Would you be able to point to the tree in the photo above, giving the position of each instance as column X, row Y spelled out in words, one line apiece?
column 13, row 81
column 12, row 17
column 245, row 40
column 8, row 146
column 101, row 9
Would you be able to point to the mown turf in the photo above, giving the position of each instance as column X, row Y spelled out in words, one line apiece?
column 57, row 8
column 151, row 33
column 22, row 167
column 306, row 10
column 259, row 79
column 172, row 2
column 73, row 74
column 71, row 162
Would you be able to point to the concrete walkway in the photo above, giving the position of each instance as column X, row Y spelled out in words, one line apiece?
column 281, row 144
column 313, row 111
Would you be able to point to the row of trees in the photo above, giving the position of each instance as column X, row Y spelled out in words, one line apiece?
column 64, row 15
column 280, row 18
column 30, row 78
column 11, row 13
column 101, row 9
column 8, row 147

=-=-=-=-=

**HOW TO COMPLETE THIS TASK:**
With the line containing "Would you be able to point to the concrete" as the start and the last line of the entries as the end, print that whole span exactly.

**TASK RESULT:**
Would you be able to point to the concrete walkway in the photo above, giving the position of each instance as column X, row Y spelled out in words, one line apiece?
column 281, row 144
column 313, row 111
Would you be able to point to the row of trees in the photo above, giving the position of each instance as column X, row Y spelled out in words, one line apiece?
column 64, row 15
column 280, row 18
column 30, row 78
column 11, row 13
column 101, row 9
column 8, row 147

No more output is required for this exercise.